**EXTRACTED ENTRIES:**
--- start ---

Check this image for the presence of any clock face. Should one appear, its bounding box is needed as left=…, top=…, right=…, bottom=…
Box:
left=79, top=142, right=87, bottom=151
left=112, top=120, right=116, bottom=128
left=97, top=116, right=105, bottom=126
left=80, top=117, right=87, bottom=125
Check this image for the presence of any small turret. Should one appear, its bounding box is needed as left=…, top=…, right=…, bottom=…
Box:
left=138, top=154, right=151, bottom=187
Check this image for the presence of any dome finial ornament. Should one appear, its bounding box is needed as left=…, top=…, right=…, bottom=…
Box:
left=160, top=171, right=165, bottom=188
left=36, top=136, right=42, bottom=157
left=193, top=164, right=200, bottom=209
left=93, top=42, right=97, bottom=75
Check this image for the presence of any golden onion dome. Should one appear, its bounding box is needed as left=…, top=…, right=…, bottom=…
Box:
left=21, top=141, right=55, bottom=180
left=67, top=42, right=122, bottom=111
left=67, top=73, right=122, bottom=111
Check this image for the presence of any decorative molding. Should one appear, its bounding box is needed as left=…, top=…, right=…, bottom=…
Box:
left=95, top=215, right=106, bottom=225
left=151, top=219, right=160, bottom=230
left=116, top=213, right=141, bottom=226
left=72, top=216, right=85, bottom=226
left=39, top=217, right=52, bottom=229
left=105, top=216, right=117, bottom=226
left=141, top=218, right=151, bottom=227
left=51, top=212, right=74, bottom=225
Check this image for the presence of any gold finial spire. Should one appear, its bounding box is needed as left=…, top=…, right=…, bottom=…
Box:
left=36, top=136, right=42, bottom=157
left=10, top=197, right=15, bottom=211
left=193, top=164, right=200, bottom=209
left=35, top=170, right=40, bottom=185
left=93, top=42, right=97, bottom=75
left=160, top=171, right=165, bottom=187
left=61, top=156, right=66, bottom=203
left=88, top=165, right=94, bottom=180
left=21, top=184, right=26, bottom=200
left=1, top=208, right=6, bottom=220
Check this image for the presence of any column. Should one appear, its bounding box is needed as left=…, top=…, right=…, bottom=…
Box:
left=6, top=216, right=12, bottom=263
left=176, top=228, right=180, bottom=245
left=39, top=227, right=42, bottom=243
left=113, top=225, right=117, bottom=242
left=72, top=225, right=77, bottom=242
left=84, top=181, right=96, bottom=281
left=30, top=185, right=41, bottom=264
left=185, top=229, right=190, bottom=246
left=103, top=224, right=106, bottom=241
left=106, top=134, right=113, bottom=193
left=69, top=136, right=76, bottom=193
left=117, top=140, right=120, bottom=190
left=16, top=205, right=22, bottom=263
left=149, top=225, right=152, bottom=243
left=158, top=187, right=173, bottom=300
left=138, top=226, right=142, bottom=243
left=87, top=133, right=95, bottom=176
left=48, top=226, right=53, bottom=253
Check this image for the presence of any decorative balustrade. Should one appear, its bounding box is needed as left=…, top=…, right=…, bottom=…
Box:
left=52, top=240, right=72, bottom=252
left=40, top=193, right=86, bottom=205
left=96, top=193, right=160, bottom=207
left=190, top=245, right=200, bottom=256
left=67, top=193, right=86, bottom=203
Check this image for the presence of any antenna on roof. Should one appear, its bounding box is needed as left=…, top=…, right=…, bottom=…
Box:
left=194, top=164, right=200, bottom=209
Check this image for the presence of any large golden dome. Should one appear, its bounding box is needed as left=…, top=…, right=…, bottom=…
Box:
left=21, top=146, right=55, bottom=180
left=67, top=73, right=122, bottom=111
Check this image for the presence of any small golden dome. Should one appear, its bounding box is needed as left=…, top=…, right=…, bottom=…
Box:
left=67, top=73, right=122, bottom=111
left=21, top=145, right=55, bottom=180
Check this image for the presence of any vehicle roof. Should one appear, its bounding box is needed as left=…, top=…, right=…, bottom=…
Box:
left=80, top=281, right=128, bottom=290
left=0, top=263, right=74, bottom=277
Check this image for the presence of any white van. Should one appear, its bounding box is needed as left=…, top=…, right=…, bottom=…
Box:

--- end ---

**WHAT YOU ARE ASKED TO DO:** Render every line of the items above as a numbered list, omitting any blank lines.

**CORRECT OUTPUT:**
1. Check this image for the presence of any clock face. Should one appear, its bounding box is needed as left=…, top=…, right=…, bottom=…
2. Box:
3. left=79, top=142, right=87, bottom=151
4. left=112, top=120, right=116, bottom=128
5. left=97, top=116, right=105, bottom=126
6. left=80, top=117, right=87, bottom=125
7. Check this image for the presence of any small turret. Should one appear, its bounding box is needed as left=…, top=…, right=…, bottom=…
8. Box:
9. left=138, top=154, right=151, bottom=187
10. Check this image for the presence of any dome finial ornament. Should one appear, its bounding box is needed as left=…, top=…, right=…, bottom=…
11. Box:
12. left=160, top=171, right=165, bottom=188
13. left=36, top=136, right=42, bottom=157
14. left=193, top=164, right=200, bottom=209
15. left=93, top=42, right=97, bottom=75
16. Check this image for the presence of any golden onion dome. Should one appear, its bounding box is needed as left=…, top=…, right=…, bottom=…
17. Box:
18. left=21, top=141, right=55, bottom=180
19. left=67, top=42, right=122, bottom=111
20. left=67, top=73, right=122, bottom=111
21. Check this image for the presence of any decorative molding. Should one appear, its bounding box is needed as left=…, top=…, right=…, bottom=…
22. Box:
23. left=95, top=215, right=106, bottom=225
24. left=151, top=219, right=160, bottom=230
25. left=116, top=213, right=141, bottom=226
26. left=72, top=216, right=85, bottom=226
27. left=39, top=217, right=52, bottom=229
28. left=105, top=216, right=117, bottom=226
29. left=141, top=218, right=151, bottom=227
30. left=51, top=212, right=74, bottom=225
31. Check this image for the presence of any gold finial spire. Should one appear, its bounding box is needed as left=…, top=…, right=…, bottom=…
32. Box:
33. left=36, top=136, right=42, bottom=157
34. left=10, top=197, right=15, bottom=211
35. left=193, top=164, right=200, bottom=209
36. left=35, top=170, right=40, bottom=185
37. left=93, top=42, right=97, bottom=75
38. left=160, top=171, right=165, bottom=187
39. left=61, top=156, right=66, bottom=203
40. left=88, top=165, right=94, bottom=180
41. left=21, top=184, right=26, bottom=200
42. left=1, top=208, right=6, bottom=220
43. Check this image for the presence of any column. Should one appear, its bounding box is needed as left=…, top=…, right=…, bottom=…
44. Box:
45. left=6, top=216, right=12, bottom=263
46. left=176, top=228, right=180, bottom=245
47. left=39, top=227, right=42, bottom=243
48. left=113, top=225, right=117, bottom=242
49. left=72, top=225, right=77, bottom=242
50. left=84, top=181, right=96, bottom=281
51. left=30, top=185, right=41, bottom=264
52. left=185, top=229, right=190, bottom=246
53. left=103, top=224, right=106, bottom=241
54. left=106, top=134, right=113, bottom=193
55. left=69, top=136, right=76, bottom=193
56. left=117, top=140, right=120, bottom=190
57. left=16, top=205, right=22, bottom=263
58. left=149, top=225, right=152, bottom=243
59. left=158, top=187, right=173, bottom=300
60. left=138, top=226, right=142, bottom=243
61. left=87, top=133, right=95, bottom=176
62. left=48, top=226, right=53, bottom=253
63. Check this image for the presence of any decorative balustrade. Should one appear, its bounding box is needed as left=…, top=…, right=…, bottom=…
64. Box:
65. left=52, top=240, right=72, bottom=252
66. left=40, top=193, right=86, bottom=205
67. left=96, top=193, right=160, bottom=207
68. left=190, top=245, right=200, bottom=256
69. left=67, top=193, right=86, bottom=203
70. Check this image for the presence of any antenna on roof. Should one appear, its bounding box is needed as left=…, top=…, right=…, bottom=…
71. Box:
72. left=194, top=164, right=200, bottom=209
73. Check this image for the presence of any large golden dome. Should one appear, its bounding box is needed as left=…, top=…, right=…, bottom=…
74. Box:
75. left=21, top=146, right=55, bottom=180
76. left=67, top=73, right=122, bottom=111
77. Check this image for the presence of any small golden dome. Should one appear, its bounding box is needed as left=…, top=…, right=…, bottom=…
78. Box:
79. left=67, top=73, right=122, bottom=111
80. left=21, top=145, right=55, bottom=180
81. Check this image for the presence of any vehicle roof. Should one appear, its bounding box is needed as left=…, top=…, right=…, bottom=…
82. Box:
83. left=80, top=281, right=128, bottom=290
84. left=0, top=263, right=74, bottom=277
85. Check this image for the presence of any white van. Should one appear, its bounding box is needed as left=…, top=…, right=…, bottom=…
86. Box:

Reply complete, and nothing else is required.